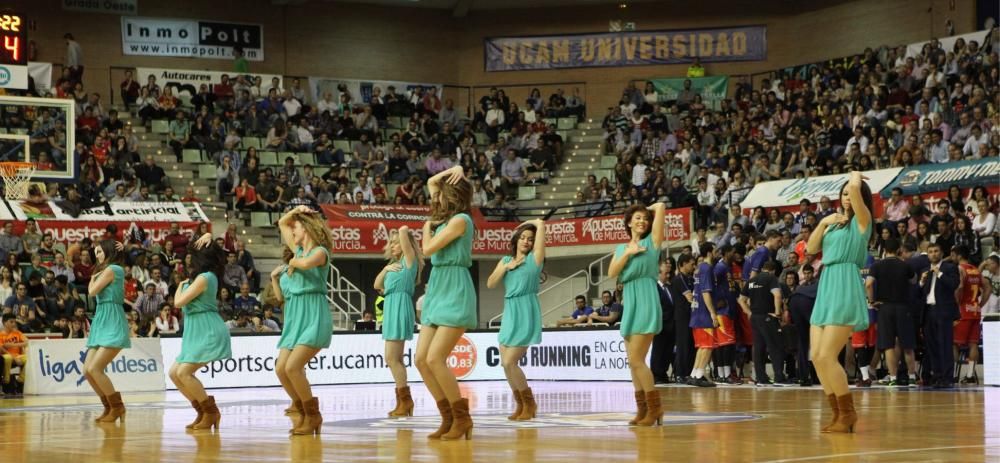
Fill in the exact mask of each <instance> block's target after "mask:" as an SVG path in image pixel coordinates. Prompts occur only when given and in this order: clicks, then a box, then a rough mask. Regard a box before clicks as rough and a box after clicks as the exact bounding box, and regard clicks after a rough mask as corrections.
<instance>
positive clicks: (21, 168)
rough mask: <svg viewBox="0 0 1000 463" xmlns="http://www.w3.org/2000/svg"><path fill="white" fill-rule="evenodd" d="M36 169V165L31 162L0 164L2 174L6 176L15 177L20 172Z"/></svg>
mask: <svg viewBox="0 0 1000 463" xmlns="http://www.w3.org/2000/svg"><path fill="white" fill-rule="evenodd" d="M34 167H35V165H34V164H32V163H30V162H17V161H10V162H0V173H3V174H6V175H13V174H16V173H17V171H18V170H21V169H27V168H34Z"/></svg>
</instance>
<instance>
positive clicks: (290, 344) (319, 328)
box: [278, 246, 333, 349]
mask: <svg viewBox="0 0 1000 463" xmlns="http://www.w3.org/2000/svg"><path fill="white" fill-rule="evenodd" d="M316 252H322V253H324V254H326V262H324V263H323V264H321V265H318V266H316V267H313V268H311V269H308V270H300V269H296V270H295V271H294V272H292V274H291V275H287V276H282V278H281V280H280V281H279V284H280V285H281V294H282V296H284V298H285V326H284V327H283V329H282V330H281V339H279V340H278V349H294V348H295V346H300V345H301V346H309V347H312V348H316V349H322V348H326V347H330V337H331V335H332V334H333V316H332V315H330V302H329V301H328V300H327V298H326V281H327V277H328V276H329V274H330V267H329V265H330V252H329V251H327V250H326V248H324V247H321V246H317V247H315V248H313V249H312V250H311V251H309V254H303V251H302V248H301V247H300V248H298V249H296V250H295V257H297V258H298V257H309V256H310V255H312V254H313V253H316Z"/></svg>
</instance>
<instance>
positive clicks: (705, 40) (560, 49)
mask: <svg viewBox="0 0 1000 463" xmlns="http://www.w3.org/2000/svg"><path fill="white" fill-rule="evenodd" d="M483 47H484V50H483V56H484V58H485V61H486V70H487V71H489V72H492V71H529V70H539V69H565V68H580V67H603V66H616V67H617V66H649V65H661V64H680V63H688V62H690V61H691V60H692V59H694V58H695V57H697V58H699V59H701V61H702V62H705V63H713V62H714V63H720V62H727V61H762V60H764V59H766V58H767V28H766V27H765V26H740V27H725V28H716V29H684V30H660V31H636V32H609V33H595V34H576V35H543V36H531V37H490V38H486V39H485V40H484V42H483Z"/></svg>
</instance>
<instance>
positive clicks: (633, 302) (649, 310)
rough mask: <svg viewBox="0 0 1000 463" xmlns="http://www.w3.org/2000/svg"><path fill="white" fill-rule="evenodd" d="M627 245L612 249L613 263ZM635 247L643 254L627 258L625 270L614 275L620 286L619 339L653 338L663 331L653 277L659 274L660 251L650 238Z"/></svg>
mask: <svg viewBox="0 0 1000 463" xmlns="http://www.w3.org/2000/svg"><path fill="white" fill-rule="evenodd" d="M626 246H627V244H619V245H618V248H617V249H615V258H616V259H617V258H618V257H619V256H621V255H622V254H623V253H625V247H626ZM639 246H641V247H644V248H646V250H645V251H643V252H641V253H639V254H636V255H634V256H632V257H631V258H629V260H628V262H626V263H625V269H623V270H622V273H621V274H620V275H618V280H619V281H621V282H622V285H623V286H624V288H623V290H622V292H623V293H624V294H623V295H622V321H621V325H620V326H619V329H620V331H621V334H622V336H626V337H627V336H631V335H633V334H657V333H659V332H660V330H661V329H663V310H662V309H661V308H660V292H659V290H658V289H657V288H656V277H657V276H658V275H659V272H660V250H659V249H657V248H656V246H654V245H653V237H652V235H647V236H646V237H645V238H643V239H642V241H639Z"/></svg>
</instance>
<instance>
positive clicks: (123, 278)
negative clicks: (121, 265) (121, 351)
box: [87, 265, 132, 349]
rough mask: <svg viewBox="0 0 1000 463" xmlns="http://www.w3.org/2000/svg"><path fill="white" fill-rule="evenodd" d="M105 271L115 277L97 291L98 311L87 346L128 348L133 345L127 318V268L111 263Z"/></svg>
mask: <svg viewBox="0 0 1000 463" xmlns="http://www.w3.org/2000/svg"><path fill="white" fill-rule="evenodd" d="M104 271H105V272H111V273H113V274H114V275H115V279H114V280H113V281H111V283H108V285H107V286H105V287H104V289H102V290H101V292H99V293H97V313H96V314H94V319H93V320H91V322H90V336H89V337H88V338H87V348H88V349H94V348H98V347H111V348H114V349H127V348H129V347H132V340H131V339H129V336H128V335H129V329H128V320H126V319H125V307H124V304H125V270H123V269H122V268H121V267H119V266H117V265H109V266H108V267H107V268H106V269H104Z"/></svg>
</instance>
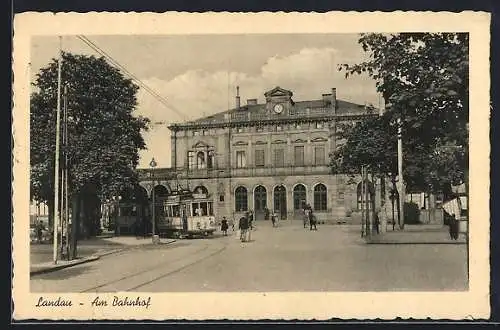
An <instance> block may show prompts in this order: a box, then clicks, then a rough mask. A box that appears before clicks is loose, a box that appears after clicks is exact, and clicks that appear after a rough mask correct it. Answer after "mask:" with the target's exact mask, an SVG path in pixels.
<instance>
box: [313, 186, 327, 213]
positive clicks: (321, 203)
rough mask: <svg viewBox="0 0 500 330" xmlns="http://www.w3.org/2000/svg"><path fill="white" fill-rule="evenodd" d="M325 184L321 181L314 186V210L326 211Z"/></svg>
mask: <svg viewBox="0 0 500 330" xmlns="http://www.w3.org/2000/svg"><path fill="white" fill-rule="evenodd" d="M326 192H327V190H326V186H325V185H324V184H322V183H320V184H317V185H316V186H315V187H314V210H315V211H326V208H327V203H326V202H327V197H326V195H327V194H326Z"/></svg>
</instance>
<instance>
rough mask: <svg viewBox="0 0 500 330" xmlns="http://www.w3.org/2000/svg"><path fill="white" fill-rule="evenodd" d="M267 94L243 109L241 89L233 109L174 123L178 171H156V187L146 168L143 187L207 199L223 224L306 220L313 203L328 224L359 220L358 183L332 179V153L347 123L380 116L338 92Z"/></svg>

▬▬▬▬▬▬▬▬▬▬

■ **What to produce**
Repeat all of the listing above word for word, and exclude the pictures.

■ **Exercise output**
Fill in the exact mask of each <instance> block's target after "mask:" as an SVG path in image pixel coordinates. Prompts occur only when given and in this order: clicks, then a box, then a rough mask. Regard a box before clicks as rough and a box after clicks as the exact bounding box, and regard clicks after a rough mask as corrections.
<instance>
positive clicks: (21, 168)
rough mask: <svg viewBox="0 0 1000 463" xmlns="http://www.w3.org/2000/svg"><path fill="white" fill-rule="evenodd" d="M36 169V165L31 162L0 164L2 174L6 176L15 177L20 172Z"/></svg>
mask: <svg viewBox="0 0 1000 463" xmlns="http://www.w3.org/2000/svg"><path fill="white" fill-rule="evenodd" d="M34 167H35V165H34V164H32V163H30V162H17V161H10V162H0V173H3V174H6V175H13V174H16V173H17V171H18V170H21V169H27V168H34Z"/></svg>
</instance>
<instance>
positive clicks: (290, 344) (319, 328)
box: [278, 246, 333, 349]
mask: <svg viewBox="0 0 1000 463" xmlns="http://www.w3.org/2000/svg"><path fill="white" fill-rule="evenodd" d="M316 252H322V253H324V254H326V262H324V263H323V264H321V265H318V266H316V267H313V268H311V269H308V270H300V269H296V270H295V271H294V272H292V274H291V275H287V276H282V278H281V280H280V281H279V284H280V285H281V294H282V296H284V298H285V326H284V327H283V329H282V330H281V339H279V340H278V349H294V348H295V346H300V345H301V346H309V347H312V348H316V349H322V348H326V347H330V337H331V335H332V334H333V316H332V315H330V302H329V301H328V300H327V298H326V281H327V277H328V276H329V274H330V267H329V265H330V252H329V251H327V250H326V248H324V247H321V246H317V247H315V248H313V249H312V250H311V251H309V254H303V251H302V248H301V247H300V248H298V249H296V250H295V257H297V258H298V257H309V256H310V255H312V254H313V253H316Z"/></svg>
</instance>
<instance>
positive clicks: (705, 40) (560, 49)
mask: <svg viewBox="0 0 1000 463" xmlns="http://www.w3.org/2000/svg"><path fill="white" fill-rule="evenodd" d="M483 47H484V50H483V56H484V58H485V61H486V70H487V71H489V72H492V71H529V70H539V69H565V68H580V67H603V66H616V67H617V66H649V65H661V64H680V63H688V62H690V61H691V60H692V59H694V58H695V57H697V58H699V59H701V61H702V62H705V63H713V62H714V63H720V62H727V61H762V60H764V59H766V58H767V28H766V27H765V26H740V27H725V28H716V29H684V30H660V31H636V32H609V33H595V34H576V35H543V36H531V37H490V38H486V39H485V40H484V42H483Z"/></svg>
</instance>
<instance>
positive clicks: (633, 302) (649, 310)
rough mask: <svg viewBox="0 0 1000 463" xmlns="http://www.w3.org/2000/svg"><path fill="white" fill-rule="evenodd" d="M627 245L612 249L613 263ZM635 247L643 254L627 258L625 270L614 275L620 286L619 339L653 338L663 331L653 277L659 274L660 251L650 238Z"/></svg>
mask: <svg viewBox="0 0 1000 463" xmlns="http://www.w3.org/2000/svg"><path fill="white" fill-rule="evenodd" d="M626 246H627V244H619V245H618V248H617V249H615V258H616V259H617V258H618V257H619V256H621V255H622V254H623V253H625V247H626ZM639 246H641V247H644V248H646V250H645V251H643V252H641V253H639V254H636V255H634V256H632V257H631V258H629V260H628V262H626V263H625V269H623V270H622V273H621V274H620V275H618V280H619V281H621V282H622V285H623V286H624V288H623V290H622V292H623V293H624V294H623V295H622V321H621V325H620V326H619V329H620V331H621V334H622V336H626V337H627V336H631V335H633V334H657V333H659V332H660V330H661V329H663V310H662V309H661V308H660V292H659V290H658V289H657V288H656V277H657V276H658V275H659V272H660V250H659V249H657V248H656V246H654V245H653V237H652V235H647V236H646V237H645V238H643V239H642V241H639Z"/></svg>
</instance>
<instance>
positive clicks: (123, 278)
negative clicks: (121, 265) (121, 351)
box: [87, 265, 132, 349]
rough mask: <svg viewBox="0 0 1000 463" xmlns="http://www.w3.org/2000/svg"><path fill="white" fill-rule="evenodd" d="M105 271L115 277L97 291L98 311L87 346L128 348L133 345L127 318V268L111 263Z"/></svg>
mask: <svg viewBox="0 0 1000 463" xmlns="http://www.w3.org/2000/svg"><path fill="white" fill-rule="evenodd" d="M104 271H105V272H111V273H113V274H114V275H115V279H114V280H113V281H111V283H108V285H107V286H105V287H104V289H102V290H101V292H99V293H97V313H96V314H94V319H93V320H91V322H90V336H89V337H88V338H87V348H88V349H94V348H98V347H111V348H114V349H127V348H129V347H132V340H131V339H129V336H128V335H129V329H128V320H126V319H125V307H124V304H125V270H123V269H122V268H121V267H119V266H117V265H109V266H108V267H107V268H106V269H104Z"/></svg>
</instance>
An <instance> block may show prompts in this order: a box, then clicks, then a rough mask. A box that appears before clicks is loose, a box that appears after clicks is exact, and clicks that appear after a rough mask correct it. Answer after "mask:" with the target's exact mask, an SVG path in pixels.
<instance>
box: [313, 186, 327, 213]
positive clicks: (321, 203)
rough mask: <svg viewBox="0 0 500 330" xmlns="http://www.w3.org/2000/svg"><path fill="white" fill-rule="evenodd" d="M325 184L321 181L314 186V210L326 211Z"/></svg>
mask: <svg viewBox="0 0 500 330" xmlns="http://www.w3.org/2000/svg"><path fill="white" fill-rule="evenodd" d="M326 192H327V190H326V186H325V185H324V184H322V183H320V184H317V185H316V186H315V187H314V210H315V211H326V208H327V203H326V202H327V197H326V195H327V194H326Z"/></svg>
</instance>
<instance>
rough mask: <svg viewBox="0 0 500 330" xmlns="http://www.w3.org/2000/svg"><path fill="white" fill-rule="evenodd" d="M267 94L243 109L241 89L233 109L174 123L178 171H156V187L146 168L143 187L207 199L223 224L306 220L313 203L328 224L359 220L358 183L332 179V153L347 123L380 116L338 92Z"/></svg>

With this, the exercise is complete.